So, as you've probably no doubt noticed... I've been bombarding the feed today with all things RADIANT BLACK @radiantblk. I know it's a Lot, but if you'll allow me a quick moment, I'd like to talk about what this book means to me.
RADIANT BLACK started when I was on Power Rangers. Not directly, mind you. But certainly in spirit. Like a lot of ideas, the central conceit is usually rooted in something personal. Something you find interesting.
Power Rangers was both an amazing and heart breaking experience for me, in many ways. I am immensely proud of what I accomplished on that book, with the people I did it with. You know who you are.
I also have zero interest in ever writing Power Rangers again.
That said, the tenets that inspired Power Rangers, I find endlessly fascinating. Just as I find the tenets that have lead to some of our greatest superheroes of all time, endlessly fascinating.
I took a very specific approach with Power Rangers -- I didn't write the property as it existed. I didn't write the property as I remembered it existing. I wrote the property as I remembered it making me /feel./
Epic scope with even more epic relationships. Kids not /that/ much older than me, grappling with high school clique drama, secret identities and one of the greatest adages of "modern" superhero storytelling -- with great power comes great responsibility.

**Extracted data:**
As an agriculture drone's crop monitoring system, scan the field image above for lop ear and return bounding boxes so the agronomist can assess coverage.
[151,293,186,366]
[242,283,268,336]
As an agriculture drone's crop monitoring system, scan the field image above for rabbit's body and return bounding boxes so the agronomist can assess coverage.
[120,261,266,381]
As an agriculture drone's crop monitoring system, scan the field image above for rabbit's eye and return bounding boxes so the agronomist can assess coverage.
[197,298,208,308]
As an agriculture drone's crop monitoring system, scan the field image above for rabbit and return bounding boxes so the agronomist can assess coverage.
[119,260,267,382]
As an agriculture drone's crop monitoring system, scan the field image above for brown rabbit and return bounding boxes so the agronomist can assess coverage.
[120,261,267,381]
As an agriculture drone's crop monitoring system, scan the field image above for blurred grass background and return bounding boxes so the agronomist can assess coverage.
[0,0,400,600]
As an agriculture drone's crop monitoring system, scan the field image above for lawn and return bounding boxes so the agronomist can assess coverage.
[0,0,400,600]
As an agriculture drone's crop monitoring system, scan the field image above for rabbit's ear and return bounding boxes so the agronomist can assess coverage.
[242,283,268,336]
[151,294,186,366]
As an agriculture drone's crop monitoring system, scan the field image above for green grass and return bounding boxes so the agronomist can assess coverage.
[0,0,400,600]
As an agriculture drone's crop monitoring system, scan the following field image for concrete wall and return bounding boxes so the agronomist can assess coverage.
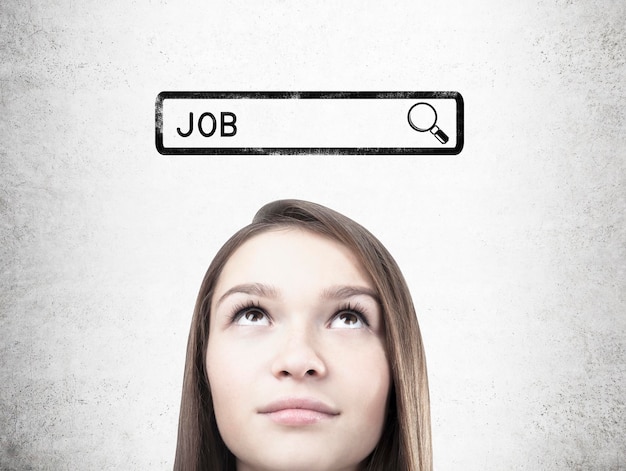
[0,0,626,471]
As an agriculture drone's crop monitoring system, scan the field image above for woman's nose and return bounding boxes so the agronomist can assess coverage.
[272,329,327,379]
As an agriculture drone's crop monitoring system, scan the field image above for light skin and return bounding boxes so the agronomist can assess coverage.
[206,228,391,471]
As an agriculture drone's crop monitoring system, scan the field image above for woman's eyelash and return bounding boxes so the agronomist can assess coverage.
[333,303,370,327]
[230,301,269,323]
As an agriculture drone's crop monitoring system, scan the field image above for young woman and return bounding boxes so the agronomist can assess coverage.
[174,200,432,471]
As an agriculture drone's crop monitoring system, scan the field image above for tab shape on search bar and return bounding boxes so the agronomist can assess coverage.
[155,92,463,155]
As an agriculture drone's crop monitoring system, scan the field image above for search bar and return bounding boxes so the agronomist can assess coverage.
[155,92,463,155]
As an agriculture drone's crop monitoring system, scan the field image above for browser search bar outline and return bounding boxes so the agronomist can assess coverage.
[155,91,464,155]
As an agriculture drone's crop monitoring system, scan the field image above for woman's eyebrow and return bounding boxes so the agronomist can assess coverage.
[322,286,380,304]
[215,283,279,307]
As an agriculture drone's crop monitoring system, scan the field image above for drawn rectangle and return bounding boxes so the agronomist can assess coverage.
---
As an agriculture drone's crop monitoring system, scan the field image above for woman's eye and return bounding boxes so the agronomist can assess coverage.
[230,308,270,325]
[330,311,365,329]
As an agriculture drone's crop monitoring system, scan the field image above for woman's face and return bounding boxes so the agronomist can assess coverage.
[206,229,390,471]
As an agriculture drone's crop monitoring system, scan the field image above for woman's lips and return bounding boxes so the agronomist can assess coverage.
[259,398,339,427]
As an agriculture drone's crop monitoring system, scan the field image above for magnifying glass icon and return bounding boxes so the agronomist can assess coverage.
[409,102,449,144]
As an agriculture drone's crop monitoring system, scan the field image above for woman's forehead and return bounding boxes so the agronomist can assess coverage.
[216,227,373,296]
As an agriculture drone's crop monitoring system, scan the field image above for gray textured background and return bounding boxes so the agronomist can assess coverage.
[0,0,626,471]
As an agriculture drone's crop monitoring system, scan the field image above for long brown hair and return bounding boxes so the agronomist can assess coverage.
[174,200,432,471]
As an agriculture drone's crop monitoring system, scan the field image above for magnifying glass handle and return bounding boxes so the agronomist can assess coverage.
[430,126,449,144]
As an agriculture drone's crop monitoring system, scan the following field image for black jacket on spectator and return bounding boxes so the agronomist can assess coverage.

**Work instructions:** Extend the post about what the RADIANT BLACK comic means to its writer, picking up after its last sentence. Nothing in the records is required here.

**Output:**
I grew up, wanting to be a Power Ranger. I followed the show longer than anyone else in my class, to the point where it became just one more thing for the other kids to make fun of me for. That’s a set of really painful memories, that I don’t think I’ve ever talked about before.
In 3rd grade, Power Rangers was /the/ hottest thing on the planet. I was 8 and a rabid fan. Santa brought me the Megazord, which def took some kinda divine intervention -- I.E. a family friend worked at Toys-R-Us and /somehow/ managed to snag one a /day/ before Christmas.
My sister, the next door neighbors and I played Rangers every day — we made costumes and our own props. I duct taped two blue trash cans together and drew a face on them, to fill in as Zordon.
One of my earliest “films” was Power Rangers themed, where my dad and I created a poor man’s stop motion effect with toys, combining to form a Megazord.
And then, at the start of 4th grade, Power Rangers became epically unpopular. I didn’t understand -- how was it that this thing that had all the stuff I loved, suddenly /so/ uncool? I had gone through a version of this with Ninja Turtles. With X-MEN. And now Rangers?
I couldn’t do it again.
So, I pretended I didn’t watch it anymore -- only one kid knew that I still kept up with it. Then, one day, I was in the backyard, playing football. I called a timeout because I needed to use the bathroom. But really, it was because I had forgotten to hit record on the VCR.
But then, when I came back outside, everyone started laughing. "Is it Morphin' Time?" The other kid -- my "friend" -- who knew I still watched the show, had spilled my secret. And so, everyone ganged up on me. Because, you know, kids are assholes.
Not gonna go into what was said, but early 90s Illinois? Take a guess.
I never watched another episode.
Fast forward 13 years and I’ve moved to California. I’ve graduated from film school. I’ve made a big superhero noir. And it’s that superhero noir that has helped me start a career writing comic books.
Which, you know, should be a great thing, right? Considering my love of superheroes and storytelling?
Yeah, it wasn’t.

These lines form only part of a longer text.